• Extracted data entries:

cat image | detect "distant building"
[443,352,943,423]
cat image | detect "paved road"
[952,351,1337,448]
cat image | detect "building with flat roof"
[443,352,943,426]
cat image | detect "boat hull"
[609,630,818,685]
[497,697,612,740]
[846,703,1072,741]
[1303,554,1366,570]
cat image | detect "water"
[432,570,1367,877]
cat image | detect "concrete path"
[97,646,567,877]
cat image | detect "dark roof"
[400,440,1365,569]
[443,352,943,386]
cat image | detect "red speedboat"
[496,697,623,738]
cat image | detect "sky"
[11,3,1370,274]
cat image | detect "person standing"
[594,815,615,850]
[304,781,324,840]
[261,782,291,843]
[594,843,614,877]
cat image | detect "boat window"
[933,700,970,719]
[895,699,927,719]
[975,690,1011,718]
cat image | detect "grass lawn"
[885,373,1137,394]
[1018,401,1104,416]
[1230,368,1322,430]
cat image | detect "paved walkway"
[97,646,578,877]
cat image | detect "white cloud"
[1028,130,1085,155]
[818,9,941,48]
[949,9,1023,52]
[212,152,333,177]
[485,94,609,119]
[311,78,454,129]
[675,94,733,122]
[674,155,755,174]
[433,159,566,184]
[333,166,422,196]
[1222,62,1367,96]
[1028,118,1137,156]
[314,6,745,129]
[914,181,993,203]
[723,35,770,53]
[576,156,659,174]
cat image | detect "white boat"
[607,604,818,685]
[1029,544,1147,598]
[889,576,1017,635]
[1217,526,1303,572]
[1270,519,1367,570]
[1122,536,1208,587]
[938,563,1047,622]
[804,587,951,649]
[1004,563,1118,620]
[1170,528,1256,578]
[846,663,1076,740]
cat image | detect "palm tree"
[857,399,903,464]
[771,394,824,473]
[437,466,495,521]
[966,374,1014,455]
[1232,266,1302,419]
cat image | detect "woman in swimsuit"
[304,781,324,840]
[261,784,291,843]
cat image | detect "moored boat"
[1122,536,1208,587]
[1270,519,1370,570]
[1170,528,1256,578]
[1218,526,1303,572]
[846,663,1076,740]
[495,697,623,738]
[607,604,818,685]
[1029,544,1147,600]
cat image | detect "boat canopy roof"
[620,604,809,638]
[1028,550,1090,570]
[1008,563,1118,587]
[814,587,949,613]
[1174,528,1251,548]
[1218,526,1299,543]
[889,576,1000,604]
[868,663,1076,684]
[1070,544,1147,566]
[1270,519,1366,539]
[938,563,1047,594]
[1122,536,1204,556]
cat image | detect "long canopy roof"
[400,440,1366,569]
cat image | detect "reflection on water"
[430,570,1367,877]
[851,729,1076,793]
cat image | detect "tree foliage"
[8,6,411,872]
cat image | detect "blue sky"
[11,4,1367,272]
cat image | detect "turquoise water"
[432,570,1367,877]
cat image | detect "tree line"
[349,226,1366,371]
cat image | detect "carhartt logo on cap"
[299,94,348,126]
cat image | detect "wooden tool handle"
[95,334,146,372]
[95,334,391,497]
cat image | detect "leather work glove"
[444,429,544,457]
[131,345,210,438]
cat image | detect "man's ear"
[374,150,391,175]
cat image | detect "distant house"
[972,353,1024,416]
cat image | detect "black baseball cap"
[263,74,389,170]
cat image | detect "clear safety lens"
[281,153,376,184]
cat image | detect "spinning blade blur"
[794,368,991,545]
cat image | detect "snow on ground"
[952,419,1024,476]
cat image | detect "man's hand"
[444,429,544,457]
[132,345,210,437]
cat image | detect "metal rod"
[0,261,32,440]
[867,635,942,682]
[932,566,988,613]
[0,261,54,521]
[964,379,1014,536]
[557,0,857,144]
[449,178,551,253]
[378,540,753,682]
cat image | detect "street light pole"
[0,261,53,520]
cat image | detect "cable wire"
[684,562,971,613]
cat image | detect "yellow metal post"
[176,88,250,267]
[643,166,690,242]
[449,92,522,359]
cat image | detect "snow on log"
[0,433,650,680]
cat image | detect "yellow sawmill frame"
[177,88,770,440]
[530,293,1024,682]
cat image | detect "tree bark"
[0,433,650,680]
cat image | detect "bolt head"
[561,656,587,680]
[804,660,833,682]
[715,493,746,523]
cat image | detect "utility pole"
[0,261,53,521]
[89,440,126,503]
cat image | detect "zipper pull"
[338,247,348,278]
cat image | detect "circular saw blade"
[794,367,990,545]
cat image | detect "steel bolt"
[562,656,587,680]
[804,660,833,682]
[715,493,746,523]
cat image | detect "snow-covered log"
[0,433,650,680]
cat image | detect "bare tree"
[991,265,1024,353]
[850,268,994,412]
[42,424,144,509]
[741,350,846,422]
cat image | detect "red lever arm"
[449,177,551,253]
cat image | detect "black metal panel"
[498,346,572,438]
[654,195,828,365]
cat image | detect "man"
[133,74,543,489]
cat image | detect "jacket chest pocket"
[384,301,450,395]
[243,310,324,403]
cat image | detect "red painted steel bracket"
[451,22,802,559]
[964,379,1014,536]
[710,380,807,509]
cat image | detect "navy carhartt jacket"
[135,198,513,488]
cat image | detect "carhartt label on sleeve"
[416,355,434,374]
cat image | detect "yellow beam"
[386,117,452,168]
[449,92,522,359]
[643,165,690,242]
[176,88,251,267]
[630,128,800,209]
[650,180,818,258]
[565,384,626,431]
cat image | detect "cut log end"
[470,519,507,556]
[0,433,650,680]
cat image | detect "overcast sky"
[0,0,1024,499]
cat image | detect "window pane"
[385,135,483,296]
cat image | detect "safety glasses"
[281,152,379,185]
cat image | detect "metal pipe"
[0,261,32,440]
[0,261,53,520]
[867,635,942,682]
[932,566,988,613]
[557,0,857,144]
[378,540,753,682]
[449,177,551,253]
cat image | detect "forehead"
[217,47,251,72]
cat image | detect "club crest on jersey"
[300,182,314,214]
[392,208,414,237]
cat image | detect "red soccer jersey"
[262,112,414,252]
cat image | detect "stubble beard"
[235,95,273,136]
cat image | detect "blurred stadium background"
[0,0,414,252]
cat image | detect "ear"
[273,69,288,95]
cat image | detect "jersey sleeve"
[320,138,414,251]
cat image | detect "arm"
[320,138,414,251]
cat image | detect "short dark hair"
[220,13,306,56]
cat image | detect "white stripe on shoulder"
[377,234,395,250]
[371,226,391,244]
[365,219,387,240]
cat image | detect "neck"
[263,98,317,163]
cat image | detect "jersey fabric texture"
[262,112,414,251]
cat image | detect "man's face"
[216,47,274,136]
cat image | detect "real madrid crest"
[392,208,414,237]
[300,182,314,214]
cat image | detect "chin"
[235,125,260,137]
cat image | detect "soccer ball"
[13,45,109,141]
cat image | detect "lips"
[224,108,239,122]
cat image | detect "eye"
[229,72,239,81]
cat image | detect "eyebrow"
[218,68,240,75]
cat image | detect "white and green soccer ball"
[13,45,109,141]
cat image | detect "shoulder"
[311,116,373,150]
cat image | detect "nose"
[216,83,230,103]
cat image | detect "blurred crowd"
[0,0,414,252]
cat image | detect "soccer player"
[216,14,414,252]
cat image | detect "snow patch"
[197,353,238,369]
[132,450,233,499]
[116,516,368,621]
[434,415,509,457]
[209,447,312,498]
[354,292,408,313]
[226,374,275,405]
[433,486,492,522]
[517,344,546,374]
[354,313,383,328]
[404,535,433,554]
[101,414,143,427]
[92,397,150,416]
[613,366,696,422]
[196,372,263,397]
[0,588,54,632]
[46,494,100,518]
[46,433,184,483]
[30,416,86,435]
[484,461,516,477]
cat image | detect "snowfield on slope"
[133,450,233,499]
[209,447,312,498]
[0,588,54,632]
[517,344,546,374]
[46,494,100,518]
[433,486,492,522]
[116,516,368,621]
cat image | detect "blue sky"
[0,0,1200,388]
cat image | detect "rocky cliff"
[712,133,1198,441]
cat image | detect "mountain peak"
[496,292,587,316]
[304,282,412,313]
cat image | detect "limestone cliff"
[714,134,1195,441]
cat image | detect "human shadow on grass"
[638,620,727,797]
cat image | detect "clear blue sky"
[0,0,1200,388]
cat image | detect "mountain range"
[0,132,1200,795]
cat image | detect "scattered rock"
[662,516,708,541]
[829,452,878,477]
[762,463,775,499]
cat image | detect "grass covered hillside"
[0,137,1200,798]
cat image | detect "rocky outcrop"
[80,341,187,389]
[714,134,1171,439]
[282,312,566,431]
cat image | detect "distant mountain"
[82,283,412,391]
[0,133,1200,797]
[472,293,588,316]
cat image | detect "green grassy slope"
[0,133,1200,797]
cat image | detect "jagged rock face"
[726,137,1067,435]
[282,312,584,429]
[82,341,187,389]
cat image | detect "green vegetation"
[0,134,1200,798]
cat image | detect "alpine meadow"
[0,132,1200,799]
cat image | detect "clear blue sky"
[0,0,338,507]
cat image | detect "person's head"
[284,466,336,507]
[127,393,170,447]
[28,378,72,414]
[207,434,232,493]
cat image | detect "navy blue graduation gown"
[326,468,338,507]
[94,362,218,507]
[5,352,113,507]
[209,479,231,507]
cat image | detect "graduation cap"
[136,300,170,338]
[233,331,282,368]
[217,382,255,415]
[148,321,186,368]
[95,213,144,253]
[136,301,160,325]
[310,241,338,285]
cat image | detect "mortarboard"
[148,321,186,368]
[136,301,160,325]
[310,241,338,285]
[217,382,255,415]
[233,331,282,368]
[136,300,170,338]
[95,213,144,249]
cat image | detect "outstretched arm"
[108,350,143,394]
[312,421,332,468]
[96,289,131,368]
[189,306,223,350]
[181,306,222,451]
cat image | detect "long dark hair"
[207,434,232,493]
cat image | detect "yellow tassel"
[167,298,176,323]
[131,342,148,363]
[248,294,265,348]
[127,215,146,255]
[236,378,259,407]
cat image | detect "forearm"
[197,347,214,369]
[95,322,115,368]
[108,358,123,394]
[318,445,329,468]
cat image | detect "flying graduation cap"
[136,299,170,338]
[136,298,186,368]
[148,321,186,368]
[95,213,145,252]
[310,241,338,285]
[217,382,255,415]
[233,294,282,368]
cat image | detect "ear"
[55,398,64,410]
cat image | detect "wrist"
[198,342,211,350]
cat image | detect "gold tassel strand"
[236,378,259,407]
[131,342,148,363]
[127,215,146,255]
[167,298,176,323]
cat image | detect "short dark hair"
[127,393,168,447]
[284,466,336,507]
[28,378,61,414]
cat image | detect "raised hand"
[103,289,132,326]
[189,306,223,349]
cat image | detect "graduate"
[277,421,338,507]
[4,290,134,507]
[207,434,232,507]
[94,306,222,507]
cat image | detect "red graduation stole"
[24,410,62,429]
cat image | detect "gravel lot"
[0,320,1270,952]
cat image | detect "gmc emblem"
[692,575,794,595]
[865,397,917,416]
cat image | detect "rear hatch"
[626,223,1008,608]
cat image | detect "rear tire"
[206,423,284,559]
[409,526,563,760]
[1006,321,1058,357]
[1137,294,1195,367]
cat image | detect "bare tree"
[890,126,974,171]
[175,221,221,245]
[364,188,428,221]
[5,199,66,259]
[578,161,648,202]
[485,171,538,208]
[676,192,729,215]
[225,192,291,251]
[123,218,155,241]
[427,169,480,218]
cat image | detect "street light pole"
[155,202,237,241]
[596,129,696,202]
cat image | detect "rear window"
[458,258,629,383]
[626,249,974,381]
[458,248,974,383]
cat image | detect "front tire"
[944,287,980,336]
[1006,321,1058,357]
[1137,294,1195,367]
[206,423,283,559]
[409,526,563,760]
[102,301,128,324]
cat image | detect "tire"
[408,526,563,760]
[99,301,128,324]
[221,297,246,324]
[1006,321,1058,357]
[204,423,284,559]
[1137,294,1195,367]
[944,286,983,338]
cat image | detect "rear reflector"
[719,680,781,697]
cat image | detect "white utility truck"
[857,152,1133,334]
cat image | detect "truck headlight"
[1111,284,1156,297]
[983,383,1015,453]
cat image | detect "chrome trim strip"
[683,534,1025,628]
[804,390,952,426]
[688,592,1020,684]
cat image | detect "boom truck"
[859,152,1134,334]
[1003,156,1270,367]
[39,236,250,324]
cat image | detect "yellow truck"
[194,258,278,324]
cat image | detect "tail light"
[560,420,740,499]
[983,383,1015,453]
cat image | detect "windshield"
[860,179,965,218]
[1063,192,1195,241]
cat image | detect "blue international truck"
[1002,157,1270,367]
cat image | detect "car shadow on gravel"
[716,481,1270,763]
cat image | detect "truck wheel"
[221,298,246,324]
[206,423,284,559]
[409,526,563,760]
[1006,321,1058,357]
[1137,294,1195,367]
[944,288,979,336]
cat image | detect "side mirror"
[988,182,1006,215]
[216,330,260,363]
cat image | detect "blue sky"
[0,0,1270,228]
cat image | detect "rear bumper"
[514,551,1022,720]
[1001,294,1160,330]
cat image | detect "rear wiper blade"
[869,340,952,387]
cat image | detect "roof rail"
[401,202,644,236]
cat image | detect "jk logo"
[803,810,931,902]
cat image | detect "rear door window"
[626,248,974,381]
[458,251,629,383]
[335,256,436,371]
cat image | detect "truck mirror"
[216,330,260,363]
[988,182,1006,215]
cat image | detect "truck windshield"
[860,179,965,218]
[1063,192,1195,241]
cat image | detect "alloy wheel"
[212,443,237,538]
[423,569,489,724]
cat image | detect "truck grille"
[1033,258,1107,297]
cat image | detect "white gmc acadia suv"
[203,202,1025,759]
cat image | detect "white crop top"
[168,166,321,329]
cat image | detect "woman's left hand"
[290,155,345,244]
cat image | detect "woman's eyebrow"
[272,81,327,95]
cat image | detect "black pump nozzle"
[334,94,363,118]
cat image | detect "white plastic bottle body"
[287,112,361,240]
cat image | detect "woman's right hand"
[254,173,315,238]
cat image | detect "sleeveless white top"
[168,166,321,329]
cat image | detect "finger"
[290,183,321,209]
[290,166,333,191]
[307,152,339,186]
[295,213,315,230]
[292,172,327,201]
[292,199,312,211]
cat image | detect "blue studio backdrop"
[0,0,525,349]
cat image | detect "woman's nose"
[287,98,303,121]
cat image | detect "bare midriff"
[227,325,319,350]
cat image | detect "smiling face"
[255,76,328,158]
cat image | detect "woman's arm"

• Set task:
Can you write out the records from the first line through the line containing "[496,697,623,738]", inclusive, substituting "structure" for "building" and keeping everything else the same? Return only those lines.

• Result of the exercise:
cat image | detect "distant structure"
[443,352,943,423]
cat image | detect "paved road"
[952,351,1337,448]
cat image | detect "structure with flat roof"
[443,352,943,426]
cat image | detect "boat hull"
[609,630,818,685]
[497,697,612,740]
[846,703,1072,741]
[1303,554,1366,570]
cat image | detect "water"
[432,570,1367,877]
cat image | detect "concrete path"
[97,646,567,877]
cat image | detect "dark roof"
[400,440,1365,569]
[443,352,943,386]
cat image | detect "red speedboat"
[496,697,623,738]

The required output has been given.